Of course, if we have an early general election this year or next year, it will be under the existing boundaries, so there is no question of there being any difference there, and there will be no change in the size of the House of Commons—no reduction from 650 to 600 MPs.

The context of the order we have before us this afternoon in those two respects is extremely important. It is controversial, and as has already been said, this is an opportunity for the Government to think very carefully about ensuring that the register, for which we all have a responsibility, is as complete and accurate as possible and therefore carries the integrity that the Minister referred to in her opening remarks.

On the order in more detail, I and my colleagues—I think this is common around the House—accept that there is a substantial, sensible rationale for these pilot exercises. There is no problem about that. We all recognise that the annual canvass has become a rather rusty instrument for seeking to get the maximum amount of information in an effective and economical way, and the current proposal that there should be greater flexibility for a number of authorities to approach this issue, and that that should then feed into a wider consideration for the future is of course very sensible. We do not spend enough time establishing a good evidence base for changes of this nature. It is certainly true that the IER transition has been and should be an opportunity to review this process, and I and others will certainly support these pilots.

There was some concern among electoral registration officers that major social and other changes were taking place which also prevented the annual canvass being as effective as possible. I heard Ministers say, “Oh, the great increase in the number of gated communities made it necessary to find different ways of obtaining the necessary information”. There are only a small number of gated communities—I think 1% of the total population of the United Kingdom lives in a gated community. I found my way into one with no difficulty at all on 23 June, polling day, just by getting a little local information from tradesmen and postmen. They know how to get in, and surely representatives of the local authority will always be able to find out how. I do not think that that has been the conclusive reason.

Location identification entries

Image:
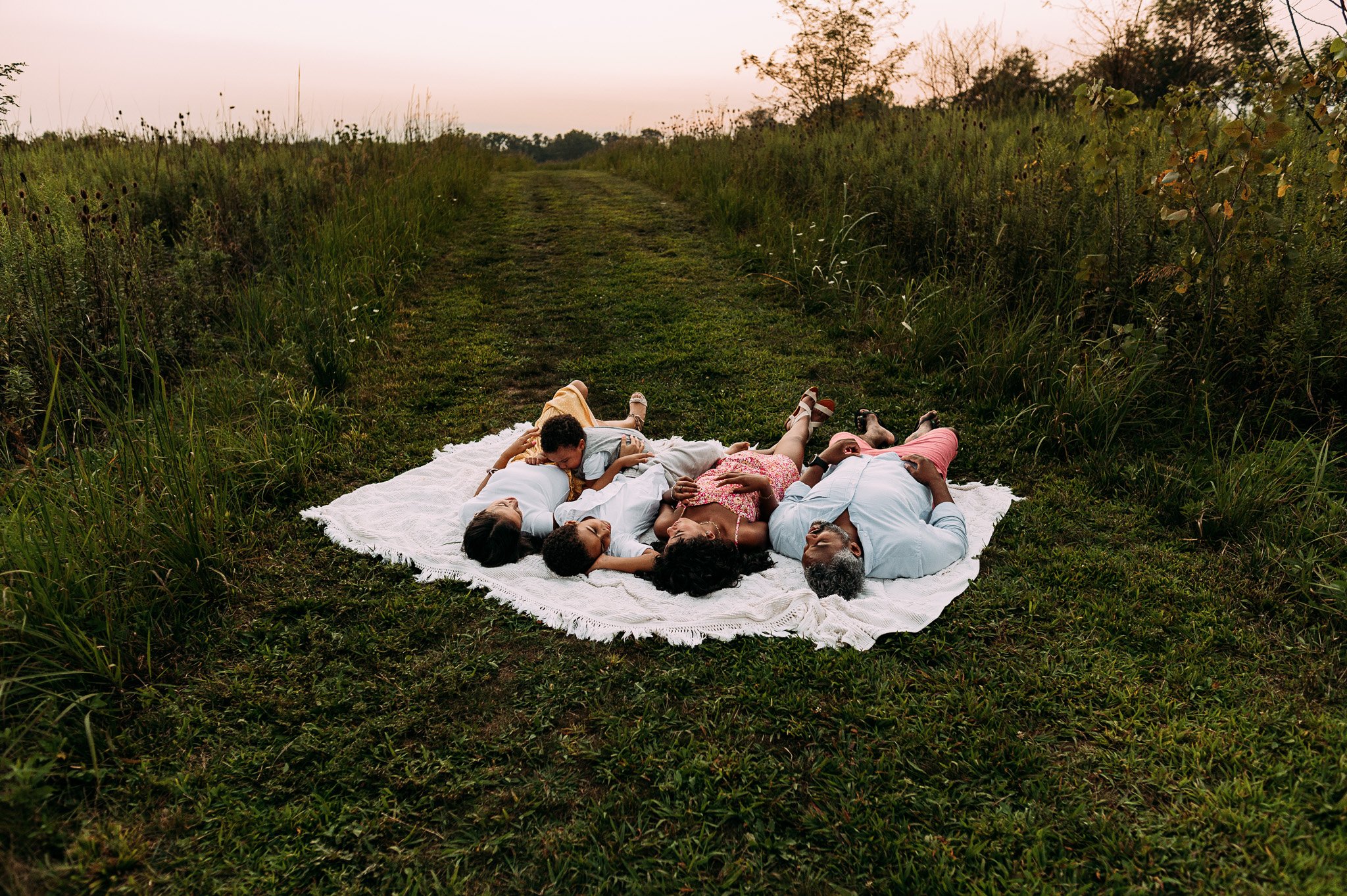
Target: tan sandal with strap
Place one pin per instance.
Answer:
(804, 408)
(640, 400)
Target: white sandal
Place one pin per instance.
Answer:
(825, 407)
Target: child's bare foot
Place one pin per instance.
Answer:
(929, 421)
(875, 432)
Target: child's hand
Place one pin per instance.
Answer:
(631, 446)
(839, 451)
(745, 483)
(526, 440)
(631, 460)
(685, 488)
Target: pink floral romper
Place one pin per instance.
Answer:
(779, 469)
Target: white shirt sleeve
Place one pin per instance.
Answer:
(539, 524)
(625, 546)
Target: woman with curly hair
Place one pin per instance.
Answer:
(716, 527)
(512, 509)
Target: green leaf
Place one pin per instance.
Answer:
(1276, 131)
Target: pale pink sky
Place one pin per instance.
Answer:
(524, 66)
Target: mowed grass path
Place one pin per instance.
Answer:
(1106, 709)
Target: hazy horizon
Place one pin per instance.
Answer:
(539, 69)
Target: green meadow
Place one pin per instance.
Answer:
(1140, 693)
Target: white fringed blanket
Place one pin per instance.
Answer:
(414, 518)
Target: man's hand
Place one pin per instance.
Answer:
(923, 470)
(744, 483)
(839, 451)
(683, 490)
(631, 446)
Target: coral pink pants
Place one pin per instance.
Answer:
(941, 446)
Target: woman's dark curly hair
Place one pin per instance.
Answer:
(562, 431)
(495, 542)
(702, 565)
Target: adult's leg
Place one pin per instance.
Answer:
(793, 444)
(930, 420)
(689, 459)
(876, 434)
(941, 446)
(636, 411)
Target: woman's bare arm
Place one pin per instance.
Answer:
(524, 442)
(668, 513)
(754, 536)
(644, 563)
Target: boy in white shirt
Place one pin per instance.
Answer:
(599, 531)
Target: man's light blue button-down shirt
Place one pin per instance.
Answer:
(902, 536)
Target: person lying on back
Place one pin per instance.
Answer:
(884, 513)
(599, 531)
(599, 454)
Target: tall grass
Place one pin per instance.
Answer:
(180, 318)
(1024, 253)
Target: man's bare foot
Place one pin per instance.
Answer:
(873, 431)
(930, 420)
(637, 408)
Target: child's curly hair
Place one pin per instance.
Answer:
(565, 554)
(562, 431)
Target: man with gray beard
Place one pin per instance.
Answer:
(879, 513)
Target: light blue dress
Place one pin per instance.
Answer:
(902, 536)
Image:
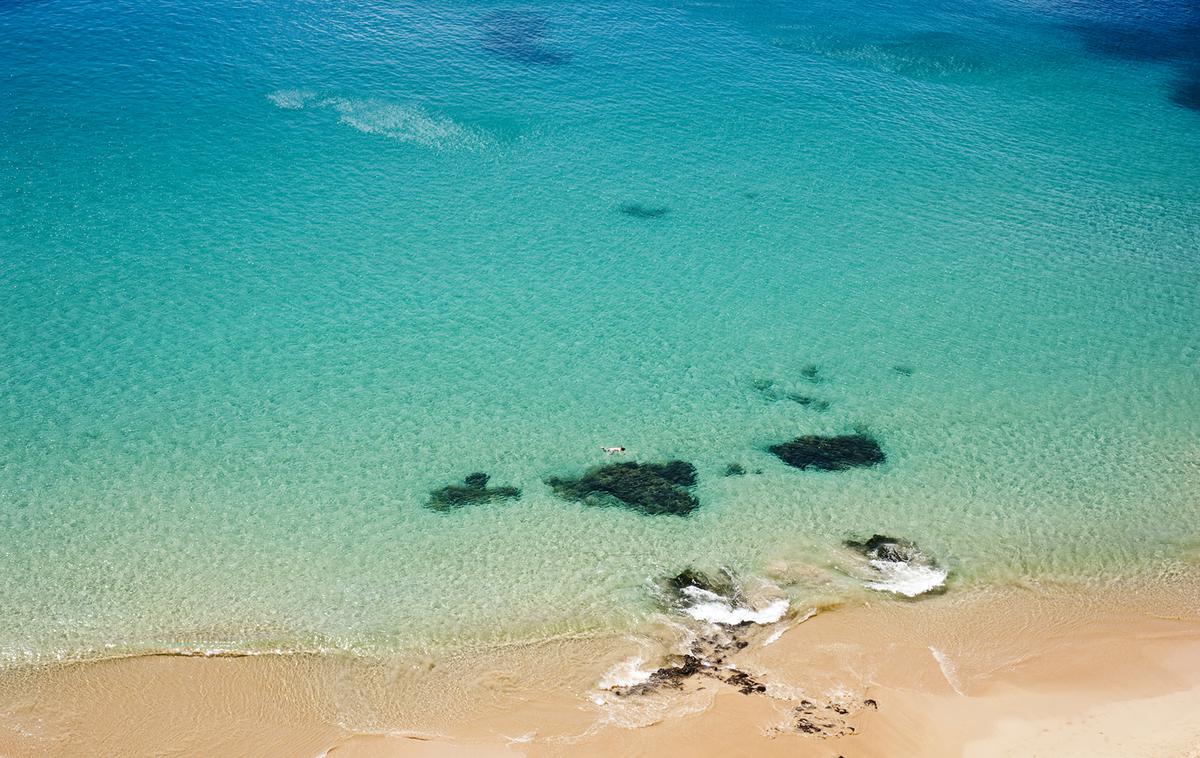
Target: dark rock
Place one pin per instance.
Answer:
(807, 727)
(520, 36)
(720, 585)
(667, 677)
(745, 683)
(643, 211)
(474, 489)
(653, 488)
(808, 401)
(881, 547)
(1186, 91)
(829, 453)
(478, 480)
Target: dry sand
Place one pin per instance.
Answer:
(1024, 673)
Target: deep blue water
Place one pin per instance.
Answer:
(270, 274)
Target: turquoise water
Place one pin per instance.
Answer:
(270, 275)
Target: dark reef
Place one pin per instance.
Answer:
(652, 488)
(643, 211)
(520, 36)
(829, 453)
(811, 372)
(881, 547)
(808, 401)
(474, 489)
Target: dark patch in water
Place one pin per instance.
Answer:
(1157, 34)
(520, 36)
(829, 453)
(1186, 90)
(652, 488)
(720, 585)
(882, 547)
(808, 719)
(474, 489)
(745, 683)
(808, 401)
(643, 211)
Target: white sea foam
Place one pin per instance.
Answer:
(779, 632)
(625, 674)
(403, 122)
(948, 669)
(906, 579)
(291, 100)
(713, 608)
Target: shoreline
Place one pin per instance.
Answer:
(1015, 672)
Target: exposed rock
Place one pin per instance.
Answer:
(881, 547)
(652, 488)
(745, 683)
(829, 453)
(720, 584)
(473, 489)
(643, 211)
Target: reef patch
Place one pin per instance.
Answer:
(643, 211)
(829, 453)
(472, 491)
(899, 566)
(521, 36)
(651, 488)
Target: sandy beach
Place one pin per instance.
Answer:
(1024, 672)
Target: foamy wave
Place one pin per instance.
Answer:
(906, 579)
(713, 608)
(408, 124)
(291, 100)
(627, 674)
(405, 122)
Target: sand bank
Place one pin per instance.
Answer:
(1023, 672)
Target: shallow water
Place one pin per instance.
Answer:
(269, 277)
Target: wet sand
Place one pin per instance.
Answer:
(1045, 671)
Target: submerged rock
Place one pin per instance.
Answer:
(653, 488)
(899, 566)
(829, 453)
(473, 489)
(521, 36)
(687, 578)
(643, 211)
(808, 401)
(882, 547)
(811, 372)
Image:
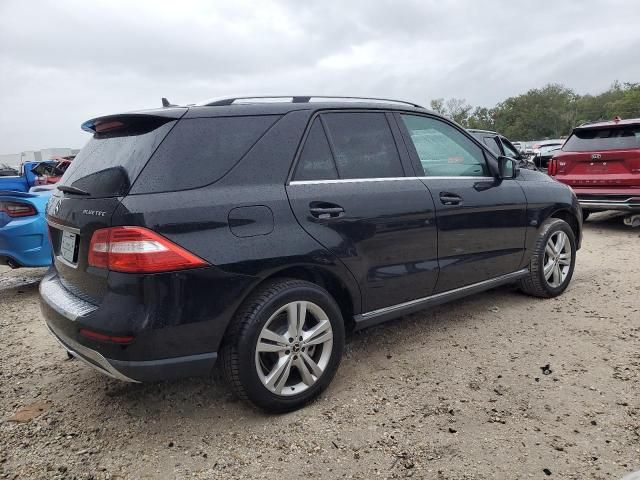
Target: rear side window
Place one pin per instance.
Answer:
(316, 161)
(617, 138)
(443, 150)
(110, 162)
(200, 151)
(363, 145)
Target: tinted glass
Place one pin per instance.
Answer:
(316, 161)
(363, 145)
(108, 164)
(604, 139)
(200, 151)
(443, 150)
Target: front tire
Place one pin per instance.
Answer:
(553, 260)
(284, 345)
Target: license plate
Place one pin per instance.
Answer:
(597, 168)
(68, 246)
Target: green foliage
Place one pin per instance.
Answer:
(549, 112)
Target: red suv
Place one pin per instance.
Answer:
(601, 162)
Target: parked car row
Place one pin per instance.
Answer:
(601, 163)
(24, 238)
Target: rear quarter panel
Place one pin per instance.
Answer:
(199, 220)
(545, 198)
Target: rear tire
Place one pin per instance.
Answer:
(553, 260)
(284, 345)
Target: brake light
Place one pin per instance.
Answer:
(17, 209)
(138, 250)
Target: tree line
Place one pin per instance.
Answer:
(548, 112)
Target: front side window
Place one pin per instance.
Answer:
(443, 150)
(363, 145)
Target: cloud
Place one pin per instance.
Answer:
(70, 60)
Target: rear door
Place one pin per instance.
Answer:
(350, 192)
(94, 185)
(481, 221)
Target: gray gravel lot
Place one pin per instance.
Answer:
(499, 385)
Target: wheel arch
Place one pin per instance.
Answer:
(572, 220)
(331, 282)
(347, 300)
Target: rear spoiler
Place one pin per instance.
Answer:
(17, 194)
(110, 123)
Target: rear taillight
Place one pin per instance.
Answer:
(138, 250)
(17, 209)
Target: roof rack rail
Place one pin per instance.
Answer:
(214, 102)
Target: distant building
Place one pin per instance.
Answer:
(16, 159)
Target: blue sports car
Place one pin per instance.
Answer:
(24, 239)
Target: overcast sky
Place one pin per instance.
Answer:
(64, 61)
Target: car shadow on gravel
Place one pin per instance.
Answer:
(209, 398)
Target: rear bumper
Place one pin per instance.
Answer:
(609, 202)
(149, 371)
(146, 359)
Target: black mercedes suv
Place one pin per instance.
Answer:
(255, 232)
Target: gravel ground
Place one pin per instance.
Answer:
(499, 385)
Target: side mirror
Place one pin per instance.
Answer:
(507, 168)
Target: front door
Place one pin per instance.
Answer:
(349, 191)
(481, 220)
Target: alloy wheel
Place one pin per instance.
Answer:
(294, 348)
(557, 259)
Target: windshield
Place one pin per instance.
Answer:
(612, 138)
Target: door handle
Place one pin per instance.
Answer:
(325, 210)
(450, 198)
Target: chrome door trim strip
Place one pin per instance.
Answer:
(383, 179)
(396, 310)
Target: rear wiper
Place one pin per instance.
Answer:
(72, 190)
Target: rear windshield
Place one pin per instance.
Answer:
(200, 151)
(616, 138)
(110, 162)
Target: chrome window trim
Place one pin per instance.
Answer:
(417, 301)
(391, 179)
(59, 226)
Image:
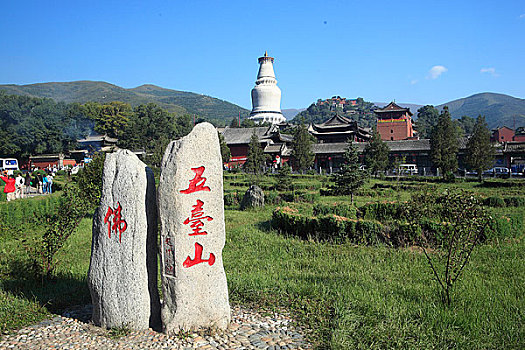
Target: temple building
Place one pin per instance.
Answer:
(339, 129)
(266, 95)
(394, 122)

WHAT TO PRODUCE |
Return the stretch of the speech on electoral registration pilots from "Of course, if" through "to 600 MPs.". You won't need the rows for any of this.

SOLUTION |
Of course, if we have an early general election this year or next year, it will be under the existing boundaries, so there is no question of there being any difference there, and there will be no change in the size of the House of Commons—no reduction from 650 to 600 MPs.